Exercise task: Set down, word for word, the stretch of lines from the one containing "Task: For every instance of the blurred person's ear" to the end of the records below.

+++

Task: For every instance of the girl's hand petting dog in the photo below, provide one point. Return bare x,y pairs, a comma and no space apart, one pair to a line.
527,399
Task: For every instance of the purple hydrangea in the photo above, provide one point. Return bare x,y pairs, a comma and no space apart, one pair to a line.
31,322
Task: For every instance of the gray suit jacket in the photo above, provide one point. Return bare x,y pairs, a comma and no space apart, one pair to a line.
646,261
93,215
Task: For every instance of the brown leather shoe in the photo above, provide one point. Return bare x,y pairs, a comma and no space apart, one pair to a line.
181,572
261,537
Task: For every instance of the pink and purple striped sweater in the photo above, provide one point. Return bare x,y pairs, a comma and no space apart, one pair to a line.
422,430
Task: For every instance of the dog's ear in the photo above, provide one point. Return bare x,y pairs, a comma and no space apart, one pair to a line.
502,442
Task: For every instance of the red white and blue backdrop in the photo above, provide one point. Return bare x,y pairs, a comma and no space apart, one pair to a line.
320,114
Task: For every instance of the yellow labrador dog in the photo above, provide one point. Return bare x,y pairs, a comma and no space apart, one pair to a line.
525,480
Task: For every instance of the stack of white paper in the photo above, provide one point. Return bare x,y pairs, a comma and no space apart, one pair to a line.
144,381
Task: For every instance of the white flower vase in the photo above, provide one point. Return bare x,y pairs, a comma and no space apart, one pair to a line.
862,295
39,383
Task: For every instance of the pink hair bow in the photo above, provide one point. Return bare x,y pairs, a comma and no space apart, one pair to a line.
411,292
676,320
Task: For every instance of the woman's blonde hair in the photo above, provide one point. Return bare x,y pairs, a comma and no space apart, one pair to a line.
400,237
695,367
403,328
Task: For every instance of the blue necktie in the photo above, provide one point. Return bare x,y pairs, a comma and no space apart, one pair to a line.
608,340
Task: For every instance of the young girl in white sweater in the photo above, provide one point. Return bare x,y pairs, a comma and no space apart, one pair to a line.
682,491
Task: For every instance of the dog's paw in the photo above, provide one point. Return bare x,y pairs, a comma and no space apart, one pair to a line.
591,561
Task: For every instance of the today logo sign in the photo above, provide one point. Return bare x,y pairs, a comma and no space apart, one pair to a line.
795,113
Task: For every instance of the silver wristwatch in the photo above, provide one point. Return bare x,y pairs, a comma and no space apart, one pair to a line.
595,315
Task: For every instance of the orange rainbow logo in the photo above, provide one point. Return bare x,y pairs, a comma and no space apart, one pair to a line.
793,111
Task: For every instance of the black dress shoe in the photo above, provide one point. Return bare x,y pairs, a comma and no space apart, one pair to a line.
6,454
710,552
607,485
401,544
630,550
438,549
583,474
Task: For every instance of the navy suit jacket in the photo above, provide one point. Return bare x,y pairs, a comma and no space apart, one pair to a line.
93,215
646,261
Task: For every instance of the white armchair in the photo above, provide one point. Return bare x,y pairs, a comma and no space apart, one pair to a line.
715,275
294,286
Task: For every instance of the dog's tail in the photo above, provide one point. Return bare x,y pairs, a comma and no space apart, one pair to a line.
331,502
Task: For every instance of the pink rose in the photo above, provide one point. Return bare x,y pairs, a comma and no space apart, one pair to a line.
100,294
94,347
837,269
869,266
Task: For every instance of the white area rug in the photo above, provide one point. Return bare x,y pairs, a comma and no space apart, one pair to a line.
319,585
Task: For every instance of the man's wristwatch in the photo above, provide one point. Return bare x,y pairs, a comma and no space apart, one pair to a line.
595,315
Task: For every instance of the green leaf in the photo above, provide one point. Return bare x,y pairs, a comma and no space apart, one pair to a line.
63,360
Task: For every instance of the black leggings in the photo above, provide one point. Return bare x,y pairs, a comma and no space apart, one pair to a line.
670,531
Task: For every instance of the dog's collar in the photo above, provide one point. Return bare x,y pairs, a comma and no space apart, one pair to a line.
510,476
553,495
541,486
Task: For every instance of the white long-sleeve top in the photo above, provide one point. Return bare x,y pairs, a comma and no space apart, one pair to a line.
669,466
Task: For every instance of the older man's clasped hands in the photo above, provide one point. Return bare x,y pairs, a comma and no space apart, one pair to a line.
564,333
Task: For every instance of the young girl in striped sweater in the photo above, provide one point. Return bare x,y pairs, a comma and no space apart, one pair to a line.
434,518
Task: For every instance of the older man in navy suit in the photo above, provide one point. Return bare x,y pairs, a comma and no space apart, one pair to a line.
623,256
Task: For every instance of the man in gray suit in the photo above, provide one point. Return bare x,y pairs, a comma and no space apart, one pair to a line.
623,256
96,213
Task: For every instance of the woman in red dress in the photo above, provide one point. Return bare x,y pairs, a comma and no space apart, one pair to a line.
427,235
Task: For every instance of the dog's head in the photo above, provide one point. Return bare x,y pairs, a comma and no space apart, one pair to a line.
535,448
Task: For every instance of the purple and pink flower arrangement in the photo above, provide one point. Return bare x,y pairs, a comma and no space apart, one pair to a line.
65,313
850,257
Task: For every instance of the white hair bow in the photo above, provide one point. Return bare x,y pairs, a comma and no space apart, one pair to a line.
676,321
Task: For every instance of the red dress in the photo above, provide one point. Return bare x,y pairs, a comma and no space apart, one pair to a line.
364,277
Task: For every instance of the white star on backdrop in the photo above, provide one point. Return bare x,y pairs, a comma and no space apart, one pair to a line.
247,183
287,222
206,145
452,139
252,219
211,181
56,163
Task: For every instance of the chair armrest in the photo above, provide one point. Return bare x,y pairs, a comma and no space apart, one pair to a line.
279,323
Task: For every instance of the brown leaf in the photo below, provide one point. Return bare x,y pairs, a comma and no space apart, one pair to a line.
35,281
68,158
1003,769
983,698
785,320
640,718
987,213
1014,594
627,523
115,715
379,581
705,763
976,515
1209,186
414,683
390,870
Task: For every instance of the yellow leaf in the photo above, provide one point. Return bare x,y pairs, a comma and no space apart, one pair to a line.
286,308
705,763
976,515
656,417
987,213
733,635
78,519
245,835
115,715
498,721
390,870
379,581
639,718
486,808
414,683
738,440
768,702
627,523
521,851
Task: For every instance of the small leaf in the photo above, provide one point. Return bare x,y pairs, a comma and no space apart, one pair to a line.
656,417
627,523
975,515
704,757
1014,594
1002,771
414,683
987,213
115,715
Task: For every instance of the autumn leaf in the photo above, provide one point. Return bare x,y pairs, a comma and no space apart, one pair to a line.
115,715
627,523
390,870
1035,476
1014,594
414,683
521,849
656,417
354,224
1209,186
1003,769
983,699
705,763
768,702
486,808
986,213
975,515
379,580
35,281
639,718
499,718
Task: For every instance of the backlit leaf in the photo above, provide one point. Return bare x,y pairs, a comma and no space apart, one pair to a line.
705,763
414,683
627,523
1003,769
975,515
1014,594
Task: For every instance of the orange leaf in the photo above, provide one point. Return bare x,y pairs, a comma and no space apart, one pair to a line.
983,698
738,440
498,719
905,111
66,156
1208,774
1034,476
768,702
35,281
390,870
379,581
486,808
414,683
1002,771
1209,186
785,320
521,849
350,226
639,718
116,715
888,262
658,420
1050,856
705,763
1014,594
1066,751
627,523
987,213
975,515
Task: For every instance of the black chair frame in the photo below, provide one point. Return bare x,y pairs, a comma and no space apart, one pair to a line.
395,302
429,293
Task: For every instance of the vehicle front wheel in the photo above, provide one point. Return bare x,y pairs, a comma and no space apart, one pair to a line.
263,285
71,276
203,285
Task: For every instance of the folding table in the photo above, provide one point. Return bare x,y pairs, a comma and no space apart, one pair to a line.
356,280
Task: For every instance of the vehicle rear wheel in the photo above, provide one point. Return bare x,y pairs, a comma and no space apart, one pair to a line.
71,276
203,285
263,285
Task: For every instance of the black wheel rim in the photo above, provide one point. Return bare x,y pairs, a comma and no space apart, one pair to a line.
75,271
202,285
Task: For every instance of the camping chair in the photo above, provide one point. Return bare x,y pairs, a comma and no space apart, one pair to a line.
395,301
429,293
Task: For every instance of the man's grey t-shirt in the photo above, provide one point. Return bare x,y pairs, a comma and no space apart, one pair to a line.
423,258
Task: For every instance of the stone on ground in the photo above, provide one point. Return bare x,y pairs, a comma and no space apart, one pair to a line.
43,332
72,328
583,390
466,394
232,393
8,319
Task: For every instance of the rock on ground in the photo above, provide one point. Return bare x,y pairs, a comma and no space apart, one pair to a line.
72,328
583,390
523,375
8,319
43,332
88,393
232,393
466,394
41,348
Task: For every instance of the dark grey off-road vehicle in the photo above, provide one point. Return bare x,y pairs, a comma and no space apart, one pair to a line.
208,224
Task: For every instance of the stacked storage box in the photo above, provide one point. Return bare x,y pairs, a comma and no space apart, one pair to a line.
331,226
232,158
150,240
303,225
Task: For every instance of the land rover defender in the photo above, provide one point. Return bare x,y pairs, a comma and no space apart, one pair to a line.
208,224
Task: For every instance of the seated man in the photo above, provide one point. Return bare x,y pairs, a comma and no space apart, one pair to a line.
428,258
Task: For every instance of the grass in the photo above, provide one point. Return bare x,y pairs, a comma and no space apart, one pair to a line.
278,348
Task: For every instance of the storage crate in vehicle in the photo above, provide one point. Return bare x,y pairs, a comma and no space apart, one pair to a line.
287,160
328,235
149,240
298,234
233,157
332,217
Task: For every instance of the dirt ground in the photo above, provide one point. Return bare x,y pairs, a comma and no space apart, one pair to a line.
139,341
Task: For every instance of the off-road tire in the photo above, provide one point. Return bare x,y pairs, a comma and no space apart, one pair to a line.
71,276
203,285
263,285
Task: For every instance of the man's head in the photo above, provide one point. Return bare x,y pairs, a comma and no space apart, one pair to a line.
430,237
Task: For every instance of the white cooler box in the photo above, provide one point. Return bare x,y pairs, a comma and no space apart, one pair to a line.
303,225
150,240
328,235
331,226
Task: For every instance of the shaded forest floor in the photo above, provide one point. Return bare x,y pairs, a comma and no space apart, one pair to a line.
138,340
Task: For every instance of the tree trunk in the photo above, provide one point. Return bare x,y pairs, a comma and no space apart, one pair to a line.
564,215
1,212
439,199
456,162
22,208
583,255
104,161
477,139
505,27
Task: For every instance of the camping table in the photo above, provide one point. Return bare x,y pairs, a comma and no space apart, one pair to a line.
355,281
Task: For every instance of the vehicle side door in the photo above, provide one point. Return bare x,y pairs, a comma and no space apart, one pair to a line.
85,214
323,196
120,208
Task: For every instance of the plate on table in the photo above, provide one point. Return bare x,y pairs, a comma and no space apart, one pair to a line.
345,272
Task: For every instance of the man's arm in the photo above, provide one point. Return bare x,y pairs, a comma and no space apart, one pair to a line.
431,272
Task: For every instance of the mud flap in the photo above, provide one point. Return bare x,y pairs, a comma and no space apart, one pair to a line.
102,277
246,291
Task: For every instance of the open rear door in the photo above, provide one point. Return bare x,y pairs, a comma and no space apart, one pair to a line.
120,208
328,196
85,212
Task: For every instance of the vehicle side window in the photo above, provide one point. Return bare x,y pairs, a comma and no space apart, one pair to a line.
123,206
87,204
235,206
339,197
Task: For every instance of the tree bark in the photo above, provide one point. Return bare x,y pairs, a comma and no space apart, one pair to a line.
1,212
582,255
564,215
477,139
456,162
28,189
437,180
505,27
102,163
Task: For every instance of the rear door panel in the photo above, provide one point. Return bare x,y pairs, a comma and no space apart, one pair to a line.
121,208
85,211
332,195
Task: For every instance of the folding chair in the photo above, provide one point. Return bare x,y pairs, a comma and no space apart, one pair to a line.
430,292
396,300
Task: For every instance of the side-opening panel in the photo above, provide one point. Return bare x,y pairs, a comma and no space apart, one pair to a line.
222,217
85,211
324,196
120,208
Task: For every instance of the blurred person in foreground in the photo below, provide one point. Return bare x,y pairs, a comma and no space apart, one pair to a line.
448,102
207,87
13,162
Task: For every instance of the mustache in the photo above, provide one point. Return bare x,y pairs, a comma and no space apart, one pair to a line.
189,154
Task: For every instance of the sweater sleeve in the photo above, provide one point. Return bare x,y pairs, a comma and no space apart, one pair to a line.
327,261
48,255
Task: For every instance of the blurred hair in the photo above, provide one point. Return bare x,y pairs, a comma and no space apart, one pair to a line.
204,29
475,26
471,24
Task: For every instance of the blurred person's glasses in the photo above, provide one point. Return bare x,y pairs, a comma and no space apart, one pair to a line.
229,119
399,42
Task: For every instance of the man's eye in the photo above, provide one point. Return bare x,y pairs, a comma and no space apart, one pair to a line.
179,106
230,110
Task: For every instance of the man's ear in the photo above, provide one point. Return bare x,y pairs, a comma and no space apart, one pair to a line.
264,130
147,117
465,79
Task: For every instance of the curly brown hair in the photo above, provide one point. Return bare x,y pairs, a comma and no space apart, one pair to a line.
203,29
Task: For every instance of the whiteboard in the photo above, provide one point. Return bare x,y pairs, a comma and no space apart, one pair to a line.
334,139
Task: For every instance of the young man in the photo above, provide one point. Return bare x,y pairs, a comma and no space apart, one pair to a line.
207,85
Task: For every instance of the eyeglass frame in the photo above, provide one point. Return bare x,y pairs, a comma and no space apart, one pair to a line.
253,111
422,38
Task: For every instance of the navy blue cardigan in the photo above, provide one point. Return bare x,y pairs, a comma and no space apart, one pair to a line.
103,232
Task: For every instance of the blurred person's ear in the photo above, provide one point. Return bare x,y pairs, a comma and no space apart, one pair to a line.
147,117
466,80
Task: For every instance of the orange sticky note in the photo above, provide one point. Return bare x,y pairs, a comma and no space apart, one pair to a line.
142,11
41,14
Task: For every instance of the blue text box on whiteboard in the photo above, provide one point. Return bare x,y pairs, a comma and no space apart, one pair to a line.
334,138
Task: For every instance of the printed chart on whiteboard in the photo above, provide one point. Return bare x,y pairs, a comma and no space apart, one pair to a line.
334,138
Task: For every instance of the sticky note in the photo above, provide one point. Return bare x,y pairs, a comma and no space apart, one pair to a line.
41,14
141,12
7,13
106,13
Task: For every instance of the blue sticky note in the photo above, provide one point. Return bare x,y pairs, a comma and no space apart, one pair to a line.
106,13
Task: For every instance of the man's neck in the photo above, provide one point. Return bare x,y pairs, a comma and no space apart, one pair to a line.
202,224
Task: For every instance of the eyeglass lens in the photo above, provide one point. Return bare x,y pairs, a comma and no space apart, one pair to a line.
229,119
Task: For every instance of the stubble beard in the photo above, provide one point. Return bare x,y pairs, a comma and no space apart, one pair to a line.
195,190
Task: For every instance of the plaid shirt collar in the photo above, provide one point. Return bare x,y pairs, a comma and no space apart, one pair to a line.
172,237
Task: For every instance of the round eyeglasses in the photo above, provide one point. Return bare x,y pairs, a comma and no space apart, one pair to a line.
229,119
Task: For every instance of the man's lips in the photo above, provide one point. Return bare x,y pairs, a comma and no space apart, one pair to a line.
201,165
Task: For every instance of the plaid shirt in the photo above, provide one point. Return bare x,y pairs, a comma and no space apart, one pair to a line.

+++

Answer in full:
Task: For every instance of the blurred person's ear in the photo above, provide one point. Return bare x,y pairs, a comma and no space apart, one pair to a line.
147,117
466,80
Task: For every instance of the orange sticky note in the photo above, provide one point. Return bare x,y pairs, a comma and no space apart, one pair to a line.
142,11
41,14
Task: For every instance of the blue text box on whiteboard in the photo above, provide one point. Return bare x,y pairs, a comma and no space apart, one pair to a line.
334,138
Task: For every instance of the printed chart on whiteboard in the photo above, provide one point. Return bare x,y pairs, a comma and no space apart, one pair to a line.
334,138
Task: For every instance of the sticky note in the photo above, provide one point. Return bare x,y pairs, a comma and no space apart, one pair to a line.
41,14
141,12
7,13
106,13
Task: For every instance of the blue sticky note in the photo above, provide one point. Return bare x,y pairs, a comma and no space apart, one pair to a line.
106,13
Task: For every instance of the man's neck in the photo above, provide one point. Return bare x,y pairs, a comma and no space apart, one pair to a line.
202,224
Task: For every instance of the eyeglass lens in the photo above, provide one point. Return bare x,y pairs, a comma and no space apart, one pair to a line.
229,119
Task: For every instance of the stubble beard in the photo above, provide one point. Return bare x,y pairs, a comma and no space apart, one pair to a line.
195,190
Task: For every instance of the plaid shirt collar in the photo above, provide one point. Return bare x,y pairs, a comma and no space apart, one pair to a line.
172,237
Task: For every instance of the round eyeglasses in the photo above, provide one point. Return bare x,y pairs, a comma and no space apart, one pair to a line.
229,119
Task: For every instance of the man's lips in the photo above, provide one point. Return bare x,y pairs, a comma and no space apart, one pair to a line.
201,165
Task: For every instance of the plaid shirt in the photo above, provide one point. Return bare x,y pairs, a comma and no space apart, one pair to a line.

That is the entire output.